* _Extract to read_
※ ※ ※

Legal marijuana: where to look for financing
Financing for marijuana businesses
- Conventional loans from federally insured banks are not available to marijuana business.
- The network of high net worth investors and private money lenders offering financing is expanding.
- Would-be marijuana businesses tended to be vetted carefully by lenders and investors.
The legal pot industry has grown exponentially in recent years as more states have passed enabling legislation that allows sales of recreational and medical-use marijuana.
For the growers, the dispensaries and other related pot businesses, there remains a problem. Marijuana is still illegal on the federal level, and that has meant that federally insured banks tend to have nothing to do with the industry.
A growing business
Although a few smaller community-based banks and credit unions now allow pot businesses to open basic accounts, in most cases, it remains a challenge to even get a checking account. Traditional loans are also not an option.
Most marijuana businesses today get their startup funds from wealthy investors that typically want a hefty percentage of the business in return for investing their money into an enterprise. The other option has been hard money loans from private lenders, which tend to carry higher rates.
The good news for startups is that a greater array of investors and lenders have emerged as the legal pot industry has taken hold. Now that California has been added to the mix of states that allow recreational marijuana sales, the number of financiers should only grow.
In Colorado and Washington, the first states to approve recreational use, numerous private lenders are making commercial loans to purchase equipment and real estate. Likewise, the network of high net worth investors ready to jump into the marijuana industry has been expanding.

※ ※ ※

* _Supplied data_
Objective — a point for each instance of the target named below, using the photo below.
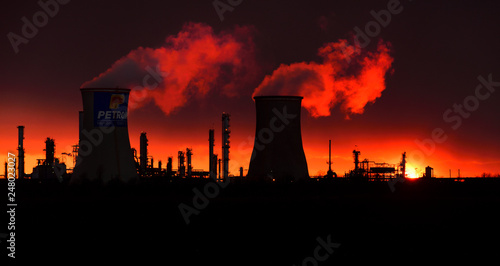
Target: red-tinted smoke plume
(189, 65)
(335, 81)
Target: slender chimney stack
(20, 155)
(189, 154)
(278, 153)
(211, 157)
(225, 145)
(143, 157)
(104, 152)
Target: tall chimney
(49, 151)
(278, 153)
(211, 157)
(225, 146)
(143, 157)
(20, 155)
(189, 153)
(104, 152)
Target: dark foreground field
(250, 224)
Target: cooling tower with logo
(104, 153)
(278, 154)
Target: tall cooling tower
(278, 153)
(104, 153)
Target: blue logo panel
(110, 109)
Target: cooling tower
(104, 153)
(278, 153)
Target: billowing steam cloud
(189, 65)
(334, 81)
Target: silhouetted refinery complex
(118, 203)
(104, 153)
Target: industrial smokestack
(104, 153)
(189, 153)
(212, 165)
(225, 145)
(278, 153)
(20, 155)
(49, 151)
(143, 157)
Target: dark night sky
(439, 50)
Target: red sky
(436, 64)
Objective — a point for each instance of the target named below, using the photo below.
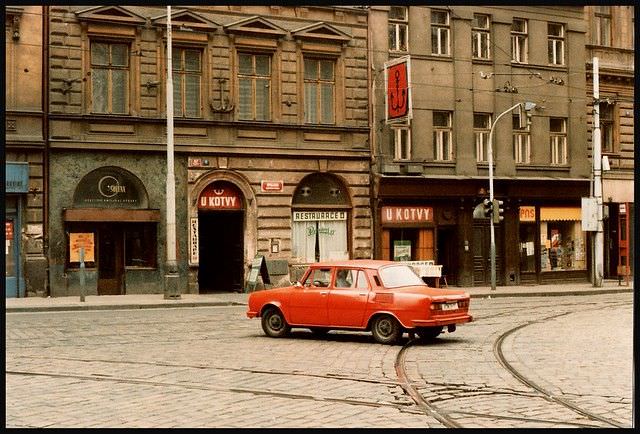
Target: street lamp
(527, 106)
(171, 271)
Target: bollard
(82, 288)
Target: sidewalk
(146, 301)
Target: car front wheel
(274, 324)
(386, 329)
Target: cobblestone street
(212, 367)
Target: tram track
(448, 421)
(416, 403)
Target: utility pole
(528, 106)
(171, 276)
(597, 180)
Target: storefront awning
(111, 215)
(560, 213)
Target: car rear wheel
(274, 324)
(386, 329)
(429, 332)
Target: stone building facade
(610, 38)
(271, 143)
(470, 68)
(24, 154)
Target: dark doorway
(221, 246)
(110, 260)
(482, 254)
(448, 254)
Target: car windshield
(396, 276)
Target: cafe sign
(220, 195)
(110, 187)
(407, 214)
(307, 216)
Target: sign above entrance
(220, 195)
(302, 216)
(110, 187)
(398, 101)
(271, 186)
(407, 214)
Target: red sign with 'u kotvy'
(407, 214)
(220, 195)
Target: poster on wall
(78, 240)
(402, 250)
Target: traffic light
(497, 211)
(487, 208)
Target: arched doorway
(221, 221)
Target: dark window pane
(192, 60)
(119, 91)
(99, 91)
(244, 107)
(119, 55)
(99, 54)
(192, 95)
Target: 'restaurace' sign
(302, 216)
(407, 214)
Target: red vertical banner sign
(398, 90)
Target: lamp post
(171, 271)
(528, 106)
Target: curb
(484, 295)
(498, 294)
(120, 306)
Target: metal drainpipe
(45, 137)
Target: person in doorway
(342, 279)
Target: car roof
(360, 263)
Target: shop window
(139, 245)
(187, 81)
(254, 81)
(110, 77)
(319, 91)
(562, 241)
(527, 247)
(319, 220)
(408, 244)
(81, 235)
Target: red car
(384, 297)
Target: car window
(395, 276)
(361, 282)
(345, 278)
(319, 277)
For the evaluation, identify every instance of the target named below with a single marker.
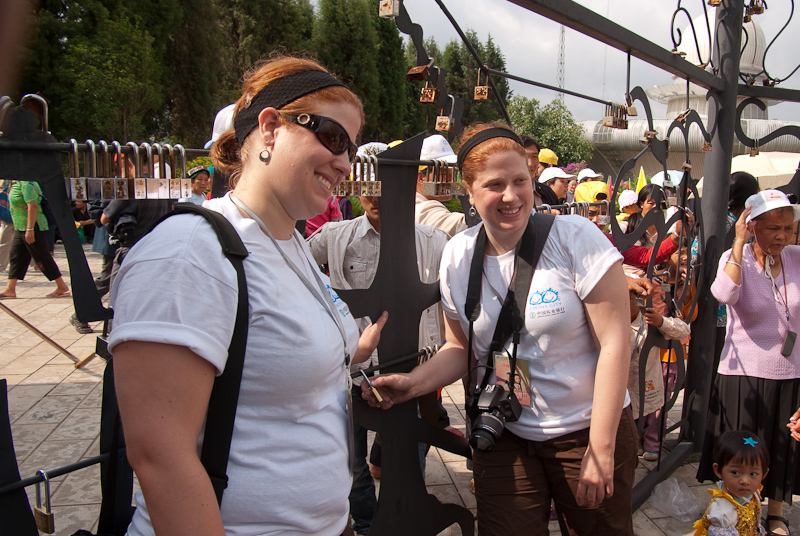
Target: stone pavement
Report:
(55, 416)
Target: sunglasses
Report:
(330, 133)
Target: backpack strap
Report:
(225, 393)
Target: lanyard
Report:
(776, 292)
(323, 297)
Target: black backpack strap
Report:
(225, 393)
(511, 319)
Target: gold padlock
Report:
(389, 9)
(45, 521)
(443, 123)
(482, 92)
(429, 94)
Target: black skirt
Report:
(762, 407)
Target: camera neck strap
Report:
(511, 320)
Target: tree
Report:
(347, 44)
(391, 81)
(115, 83)
(553, 126)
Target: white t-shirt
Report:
(557, 340)
(291, 418)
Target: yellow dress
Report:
(748, 514)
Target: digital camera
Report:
(490, 410)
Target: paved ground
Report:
(55, 416)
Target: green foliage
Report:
(454, 205)
(114, 78)
(161, 69)
(553, 126)
(346, 41)
(391, 82)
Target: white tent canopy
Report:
(772, 169)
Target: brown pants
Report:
(515, 482)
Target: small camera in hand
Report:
(492, 408)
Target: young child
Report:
(671, 329)
(741, 461)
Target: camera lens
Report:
(485, 431)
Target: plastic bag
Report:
(676, 500)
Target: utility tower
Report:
(560, 70)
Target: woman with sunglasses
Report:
(290, 147)
(574, 441)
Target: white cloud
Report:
(530, 45)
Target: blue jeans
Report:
(362, 494)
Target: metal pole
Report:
(700, 370)
(44, 337)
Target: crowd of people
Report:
(514, 289)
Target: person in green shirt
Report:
(30, 240)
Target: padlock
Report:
(482, 92)
(443, 123)
(45, 521)
(755, 8)
(389, 9)
(429, 93)
(608, 118)
(417, 73)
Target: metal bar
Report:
(88, 462)
(587, 22)
(393, 362)
(66, 147)
(477, 58)
(700, 373)
(44, 337)
(773, 93)
(545, 86)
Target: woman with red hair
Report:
(291, 146)
(571, 439)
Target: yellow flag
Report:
(642, 181)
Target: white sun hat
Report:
(553, 173)
(223, 122)
(767, 200)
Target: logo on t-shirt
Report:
(545, 303)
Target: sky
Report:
(530, 43)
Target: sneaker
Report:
(650, 456)
(455, 431)
(80, 327)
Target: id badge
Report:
(788, 343)
(522, 379)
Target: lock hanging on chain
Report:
(616, 116)
(482, 92)
(389, 9)
(444, 122)
(45, 521)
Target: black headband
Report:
(482, 136)
(278, 94)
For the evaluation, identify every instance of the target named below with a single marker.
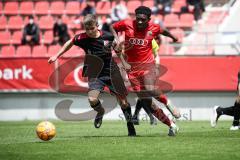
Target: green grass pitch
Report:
(80, 140)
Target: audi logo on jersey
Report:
(137, 41)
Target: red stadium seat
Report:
(53, 50)
(171, 21)
(74, 52)
(46, 22)
(5, 37)
(132, 5)
(57, 7)
(73, 7)
(166, 50)
(23, 51)
(11, 8)
(15, 22)
(186, 20)
(7, 51)
(48, 37)
(26, 8)
(39, 51)
(3, 22)
(16, 37)
(41, 8)
(103, 7)
(148, 3)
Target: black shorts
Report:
(114, 82)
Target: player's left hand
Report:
(238, 99)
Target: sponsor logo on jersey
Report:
(137, 41)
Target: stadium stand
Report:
(16, 37)
(3, 22)
(52, 50)
(42, 7)
(72, 8)
(103, 7)
(5, 37)
(57, 8)
(7, 51)
(15, 23)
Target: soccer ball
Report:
(45, 130)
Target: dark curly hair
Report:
(143, 10)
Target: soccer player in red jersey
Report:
(97, 47)
(140, 63)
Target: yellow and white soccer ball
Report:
(46, 130)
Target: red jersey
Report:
(138, 43)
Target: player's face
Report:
(91, 30)
(142, 21)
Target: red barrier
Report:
(184, 73)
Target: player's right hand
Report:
(127, 66)
(52, 59)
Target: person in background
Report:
(31, 33)
(119, 12)
(233, 111)
(199, 8)
(106, 25)
(162, 6)
(60, 32)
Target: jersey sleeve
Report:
(120, 26)
(108, 36)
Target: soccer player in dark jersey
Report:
(233, 111)
(139, 34)
(96, 46)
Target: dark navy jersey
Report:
(98, 53)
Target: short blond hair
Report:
(90, 20)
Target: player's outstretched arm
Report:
(168, 34)
(64, 49)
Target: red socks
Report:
(163, 99)
(161, 116)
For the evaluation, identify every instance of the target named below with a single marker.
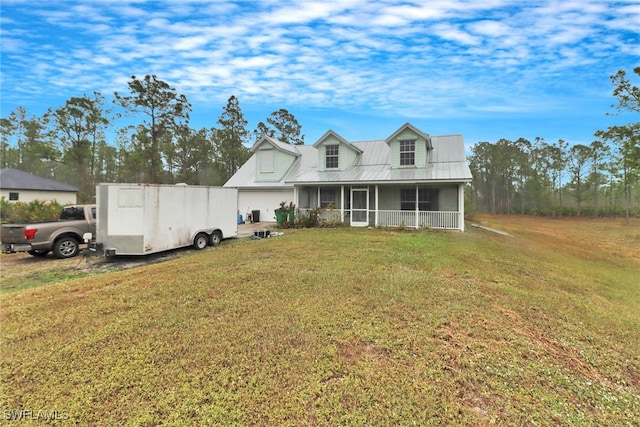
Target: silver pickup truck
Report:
(63, 236)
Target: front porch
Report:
(410, 206)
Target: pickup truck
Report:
(63, 236)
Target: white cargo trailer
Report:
(141, 219)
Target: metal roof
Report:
(14, 179)
(446, 163)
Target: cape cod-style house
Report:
(410, 179)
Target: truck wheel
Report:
(216, 238)
(66, 247)
(41, 253)
(200, 242)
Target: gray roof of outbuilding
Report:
(14, 179)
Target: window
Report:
(408, 199)
(71, 213)
(266, 161)
(331, 156)
(407, 153)
(328, 196)
(428, 199)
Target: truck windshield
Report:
(71, 213)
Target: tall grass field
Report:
(341, 326)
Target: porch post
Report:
(342, 203)
(375, 222)
(461, 206)
(417, 208)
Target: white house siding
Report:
(448, 198)
(265, 201)
(27, 196)
(281, 164)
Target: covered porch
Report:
(439, 206)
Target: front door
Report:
(360, 207)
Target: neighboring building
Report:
(410, 179)
(20, 186)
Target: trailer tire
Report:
(216, 238)
(40, 253)
(201, 241)
(66, 247)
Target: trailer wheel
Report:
(216, 238)
(201, 241)
(40, 253)
(66, 247)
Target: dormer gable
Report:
(274, 158)
(409, 147)
(335, 152)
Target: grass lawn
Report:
(342, 327)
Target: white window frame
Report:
(407, 152)
(334, 157)
(267, 160)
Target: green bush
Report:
(38, 210)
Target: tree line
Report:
(69, 143)
(537, 177)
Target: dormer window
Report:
(266, 161)
(331, 156)
(408, 152)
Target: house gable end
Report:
(273, 159)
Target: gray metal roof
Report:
(13, 179)
(447, 163)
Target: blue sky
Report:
(487, 69)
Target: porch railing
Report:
(449, 220)
(433, 219)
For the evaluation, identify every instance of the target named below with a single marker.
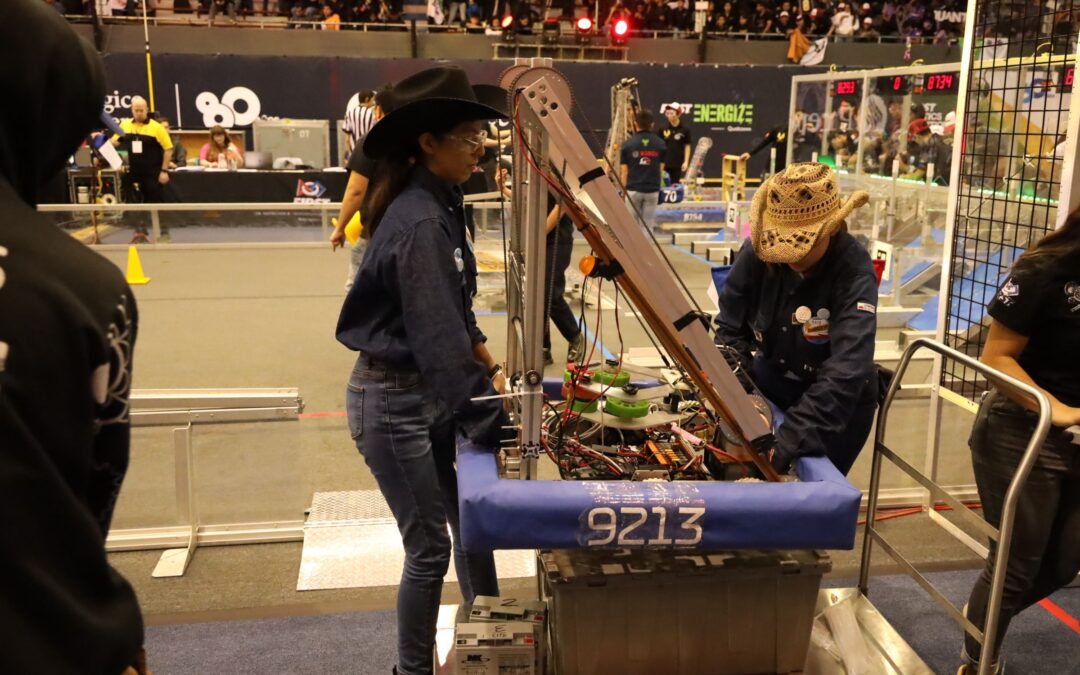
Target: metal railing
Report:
(184, 409)
(282, 22)
(1002, 535)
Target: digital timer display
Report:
(847, 88)
(942, 82)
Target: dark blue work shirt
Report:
(644, 156)
(410, 306)
(809, 341)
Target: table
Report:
(256, 186)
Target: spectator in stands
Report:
(228, 5)
(728, 12)
(332, 21)
(618, 11)
(842, 149)
(456, 8)
(774, 138)
(784, 24)
(220, 152)
(149, 152)
(361, 172)
(844, 24)
(640, 162)
(67, 339)
(931, 149)
(865, 11)
(296, 16)
(761, 22)
(659, 15)
(867, 32)
(359, 119)
(356, 12)
(474, 14)
(946, 32)
(682, 17)
(179, 152)
(817, 23)
(1035, 327)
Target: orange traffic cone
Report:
(135, 274)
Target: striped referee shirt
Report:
(358, 121)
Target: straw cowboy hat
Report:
(432, 94)
(794, 207)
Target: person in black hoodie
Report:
(67, 331)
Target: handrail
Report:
(1009, 511)
(478, 199)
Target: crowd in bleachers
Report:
(842, 19)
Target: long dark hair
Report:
(392, 172)
(1062, 243)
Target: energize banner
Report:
(732, 105)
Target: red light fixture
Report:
(620, 31)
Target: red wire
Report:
(899, 513)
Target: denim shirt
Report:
(808, 340)
(410, 306)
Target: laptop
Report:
(258, 160)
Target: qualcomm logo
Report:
(238, 107)
(687, 107)
(310, 191)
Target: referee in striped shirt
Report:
(360, 118)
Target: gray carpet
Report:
(1036, 644)
(363, 643)
(358, 644)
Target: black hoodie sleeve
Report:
(67, 331)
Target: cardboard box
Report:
(504, 648)
(488, 609)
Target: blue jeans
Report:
(407, 437)
(1044, 554)
(646, 204)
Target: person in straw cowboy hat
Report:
(422, 359)
(799, 310)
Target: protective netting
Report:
(1013, 154)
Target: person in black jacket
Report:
(799, 310)
(1034, 334)
(775, 137)
(67, 334)
(422, 359)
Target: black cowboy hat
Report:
(435, 93)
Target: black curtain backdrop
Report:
(733, 105)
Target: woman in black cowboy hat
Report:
(422, 358)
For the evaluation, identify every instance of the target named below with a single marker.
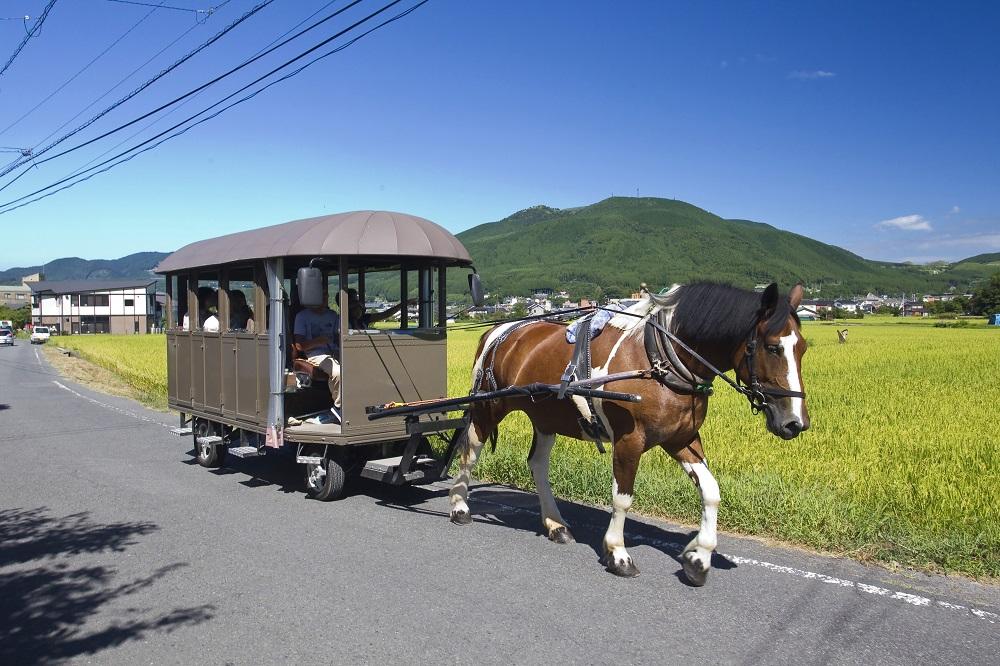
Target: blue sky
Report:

※ ※ ※

* _Your tasks_
1. According to the article on marijuana financing, which states were the first to approve recreational use?
2. Repeat the article on marijuana financing word for word from "Legal marijuana: where" to "financing is expanding.".
The records are unrelated to the article on marijuana financing.

* _Answers in order_
1. Colorado and Washington were the first states to approve recreational use.

2.
Legal marijuana: where to look for financing
Financing for marijuana businesses
- Conventional loans from federally insured banks are not available to marijuana business.
- The network of high net worth investors and private money lenders offering financing is expanding.